■ **Texto de lectura**:
Antes que nada, disculpen por avasallarles desde la primera persona del singular, pero para hablar de Esto no es Suecia (Aina Clotet, Daniel González & Valentina Viso, 2023) me es imposible desentenderme de la intransferible sensación de alteración nerviosa que me acompañó durante la mayor parte de sus ochos episodios. Terminarla me ha costado más que cruzar el Atlántico en piragua.
Y asumo que tan subjetiva apreciación es un problema casi exclusivamente mío, al menos a tenor de los parabienes que ha recibido esta producción hispano-sueca, entre ellos el premio Prix Europa a la mejor serie de ficción de 2023, estrenada el pasado 28 de noviembre y disponible en RTVE Play.
Pero si hablamos de personalismos, muy personal es, también, el remozado ficcional al que Aina Clotet, co-creadora de la serie, y Marcel Borrás, coprotagonista, han sometido su historia como pareja real y padres de dos niños. Habrá quien aduzca que mi vida sin hijos me invalida a la hora no ya de valorar sino siquiera de apreciar las tribulaciones por las que atraviesan Mariana (Aina Clotet) y Samuel (Marcel Borrás).
['Condena': sororidad a contrapelo en la cárcel de mujeres]
Podría responderles que nunca me he ganado el sustento practicando el homicidio y, sin embargo, logré hallar rastros de empatía viendo The Killer (David Fincher, 2023), por citar un estreno reciente, además de una película singularmente fría, robótica. Sucede que me es del todo imposible identificarme mínimamente con los protagonistas -lo sé, el problema es mío-, un matrimonio con dos churumbeles a cargo que decide abandonar Barcelona ciudad para trasladarse al barrio de Vallvidrera, una montaña urbanizada en la que cultivar una existencia y un educación más libres, más abiertas, más suecas.

■ **Tarea escrita 1**: Enumere todas las personas reales que se nombran en la reseña sobre Esto no es Suecia, sin incluir a los personajes de ficción.
■ **Tarea escrita 2**:
Responda con base en la reseña sobre Esto no es Suecia:
(a) ¿Cuántos episodios tiene la serie?
(b) ¿Qué premio recibió la serie?
(c) ¿A qué barrio se traslada el matrimonio protagonista?
■ **Tarea escrita 3**: Prosiga la reseña sobre Esto no es Suecia a partir de su última oración, con el mismo tono y en primera persona.

■ **Extracto de datos**:
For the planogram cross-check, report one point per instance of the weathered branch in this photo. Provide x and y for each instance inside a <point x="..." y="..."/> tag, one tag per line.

■ **Respuesta del ejercicio 1**:
Aina Clotet
Daniel González
Valentina Viso
Marcel Borrás
David Fincher

■ **Respuesta del ejercicio 2**:
(a) Ocho episodios.
(b) El premio Prix Europa a la mejor serie de ficción de 2023.
(c) Al barrio de Vallvidrera.

■ **Respuesta del ejercicio 3**:
Aquí Suecia funciona como mitología y Annika (Liv Mjönes), la vecina de los protagonistas, como diosa nórdica y, por lo tanto, ideal de aspiración al que Mariana busca parecerse. Pero ¿quiénes son Mariana y Sam? Un par de hippijos -que es como a mí me gusta llamarles- que pertenecen a una generación (mi generación) y a una clase media (mi clase social) que les ha procurado un desarrollo tranquilo, arropados por todas las ventajas que sus padres pudieron adquirir del surtido con que les obsequió el estado del bienestar, personas a las que todo les ha ido bien sin necesidad de grandes sacrificios, retoños del árbol de la transición destinados a tener todo aquello que sus progenitores no tuvieron y que, justo por eso, estos no han ahorrado esfuerzos en proporcionarles.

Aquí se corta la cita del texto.